**ОТРЫВОК**

• • •

Сергей Цветков - Начало русской истории. С древнейших времен до княжения Олега
Впрочем, говоря о внешнем облике русов и их одежде, арабские писатели явно имели в виду уже представителей Таврической Руси и «Куйабы». Аль-Истахри и Ибн Хаукаль сообщают, что русы носили «небольшие куртки», подобно хазарам и волжским булгарам. Русы «соблюдают чистоту своих одежд, — говорит Ибн Русте, — мужчины носят золотые браслеты (по всей видимости, гривны. — С. Ц.)… Они носят широкие шаровары, на каждые из которых идет до 100 локтей материи; надевая такие шаровары, они собирают их в сборку и подвязывают у колен». Стало быть, диктатором моды среди русов Северного Причерноморья и Среднего Поднепровья был тюрко-арабо-хазарский Восток. Анонимный автор персоязычного сочинения «Худуд аль-Алам» («Книга о пределах мира от востока к западу», конец X в.) добавляет, русы «шьют шапки из шерсти с хвостом, свисающим с затылка».
С растительностью на лице обращались по-разному: «Некоторые русы бреют бороду, другие закручивают и заплетают ее, подобно лошадиным гривам, и красят шафраном» (Ибн Хаукаль). В Тмуторокани и вообще на Таманском полуострове среди «русской» знати получила распространение мода на оселедец. Побывавший здесь в 1237 г. доминиканский монах Юлиан записал, что местные «мужчины наголо бреют головы и тщательно растят бороды, кроме знатных людей, которые, в знак знатности, оставляют над левым ухом немного волос, выбривая всю остальную голову».
В представлении соседних народов образ русов ассоциировался с различными оттенками красного цвета (вспомним, как Прокопий Кесарийский описывал внешность склавенов и антов: «Телом же и волосами... все они чуть красноватые»). Например, восточнославянское слово «рюен» или «руен» («сентябрь») почти буквально воспроизводит название острова Рюген (Руян).

• • •

**ИСХОДНЫЙ МАТЕРИАЛ**
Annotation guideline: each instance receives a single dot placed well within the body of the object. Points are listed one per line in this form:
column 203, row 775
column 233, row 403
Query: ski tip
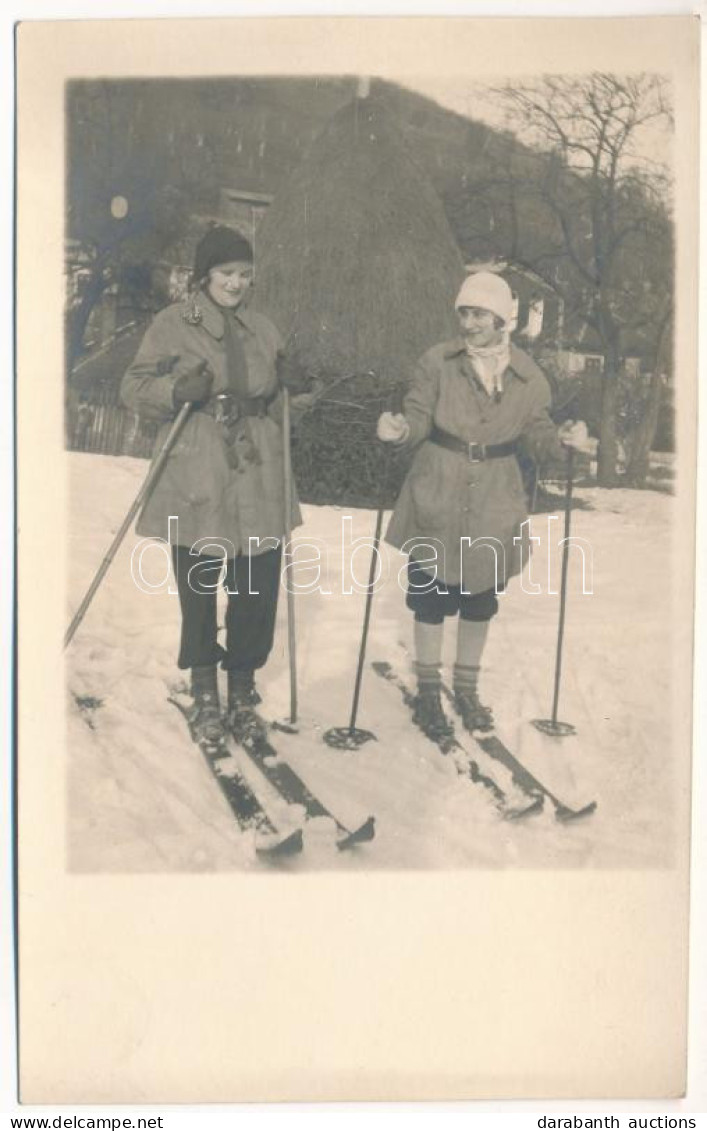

• • •

**НАБОР ЗАДАНИЙ**
1) Повтори слово в слово кусок отрывка о русах между «В представлении соседних» и «острова Рюген (Руян).», включительно.
2) Переведи на английский предложение из отрывка о русах: «Аль-Истахри и Ибн Хаукаль сообщают, что русы носили «небольшие куртки», подобно хазарам и волжским булгарам».
3) Продолжи отрывок о русах с места, на котором он заканчивается.

**ОТВЕТЫ К ЗАДАНИЯМ**
1)
В представлении соседних народов образ русов ассоциировался с различными оттенками красного цвета (вспомним, как Прокопий Кесарийский описывал внешность склавенов и антов: «Телом же и волосами... все они чуть красноватые»). Например, восточнославянское слово «рюен» или «руен» («сентябрь») почти буквально воспроизводит название острова Рюген (Руян).

2) Al-Istakhri and Ibn Hawqal report that the Rus wore "small jackets," like the Khazars and the Volga Bulgars.

3)
Синоним «рюена» звучит не менее узнаваемо — «русый». В сербском и польском языках «руйан» и «рудый» означает «темно-красный». В раннесредневековых источниках нередко встречается словосочетание «рыжие рутены». Эти известия любопытно сравнить с исследованиями антропологов XIX в., которые говорят о том, что в Европе наиболее высокий процент «рыжих» отмечается среди русского населения Галиции — карпатских русинов. В связи с этим показательна замена Ругиланда — Рудиландом в «Истории» Павла Диакона. Византийцы обыгрывали этническое имя русов, также «окрашивая» его в красный цвет. Епископ кремонский Лиудпранд заметил, что воинов князя Игоря «греки по внешнему виду называют русиями»; в данном случае немецкий писатель имел в виду греческое слово «росиос» — «красный, рыжий»[200]. Точно так же в переводе хроники Феофана библиотекарь папы Анастасий, писавший в конце IX в., перевел греческое слово «росиа» не как «русские», а как «красные» (rubea).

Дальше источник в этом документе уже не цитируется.